OPDRACHTEN:
1. Beantwoord de volgende vragen op basis van het artikel over de meineedzaak:
(a) Welke voorwaardelijke celstraffen eist het OM voor de twee oud-rechters?
(b) Op welk moment formuleerde de officier die eis?
(c) Over het al dan niet bellen met welke advocaat zou Westenberg vals verklaard hebben?
2. Bepaal per bewering of die overeenkomt met het artikel over de meineedzaak, en onderbouw elk oordeel met een letterlijk citaat:
(a) Volgens de officier is bewezen dat de rechters eind jaren '80 over de Chipshol-zaken spraken.
(b) De officier beschouwt getuige Van der Togt als onbetrouwbaar.
(c) Het OM gaat ervan uit dat het telefoontje met de advocaat heeft plaatsgevonden.
3. Licht toe waarom de verdenking over het gesprek tussen de rechters eind jaren '80 volgens de officier in het artikel over de meineedzaak onvoldoende bewezen is.

DOCUMENTFRAGMENT:
┌──

Nog anderhalve week moeten Hans Westenberg en Pieter Kalbfleisch op het oordeel van de rechter wachten. Als het aan het OM ligt gaan de van meineed verdachte oud-rechters vier en twee maanden voorwaardelijk de cel in en krijgen ze de maximale werkstraf. Die eis formuleerde de officier afgelopen vrijdag, tijdens de laatste zittingsdag in deze unieke zaak. Westenberg: “Ik troost me met de gedachte dat ook deze ervaringen een doel zullen hebben.”
Door Sanne van Brunschot
“De waarheid is de moeder van de gerechtigheid en de leugen een directe en zware aantasting daarvan. Door het afleggen van de eed kreeg de leugen meer kracht.” Zo begint de officier van justitie zijn requisitoir. Een requisitoir waarin geconcludeerd moet worden dat voor een van de drie gevallen van meineed onvoldoende bewijs is; dat de rechters eind jaren ’80 met elkaar gesproken zouden hebben over de Chipshol-zaken, kan volgens de officier niet worden bewezen. Getuige Van der Togt – de klokkenluidster die de hele locomotief op stoom bracht en de vroegere minnares van Kalbfleisch – is weliswaar betrouwbaar, maar ze is de enige getuige. “De tapgesprekken kunnen moeilijk worden gezien als steunbewijs,” aldus de officier. Daarmee is de belangrijkste verdenking van de baan.
Blijven over de verdenkingen van het vals verklaren door beide heren over de aard van hun relatie en door Westenberg over het al dan niet gebeld hebben met advocaat Hugo Smit. Het OM ziet geen aanleiding om over dat laatste anders te oordelen dan het Hof eerder al deed. Oftewel: het telefoontje heeft plaatsgevonden. Wat er precies gezegd is en in welke context is niet zeker, maar vaststaat dat het telefoontje is gepleegd. Westenberg moet zich volgens het OM dan ook bewust zijn geweest van de valsheid van zijn verklaring toen hij bleef ontkennen.

└──

AANGELEVERD MATERIAAL:
┌──

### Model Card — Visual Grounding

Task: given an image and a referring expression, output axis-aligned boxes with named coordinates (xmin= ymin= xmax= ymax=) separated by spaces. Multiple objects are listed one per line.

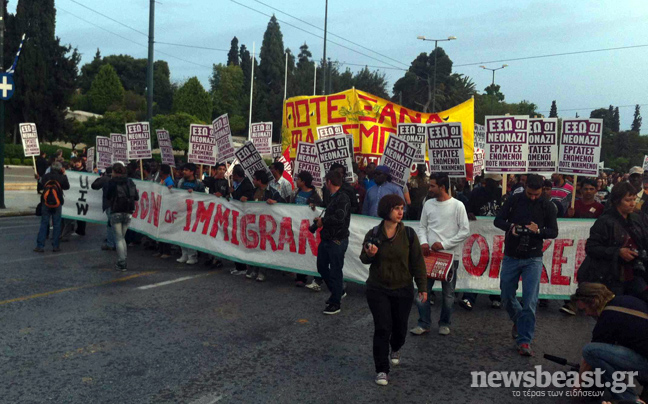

└──

UITWERKING:
1.
(a) Vier en twee maanden voorwaardelijk, daarnaast de maximale werkstraf.
(b) Afgelopen vrijdag, tijdens de laatste zittingsdag in de zaak.
(c) Met advocaat Hugo Smit.

2.
(a) Nee: "dat de rechters eind jaren ’80 met elkaar gesproken zouden hebben over de Chipshol-zaken, kan volgens de officier niet worden bewezen."
(b) Nee: "is weliswaar betrouwbaar, maar ze is de enige getuige."
(c) Ja: "Oftewel: het telefoontje heeft plaatsgevonden."

3. Getuige Van der Togt is weliswaar betrouwbaar, maar zij is de enige getuige. De tapgesprekken kunnen volgens de officier moeilijk worden gezien als steunbewijs.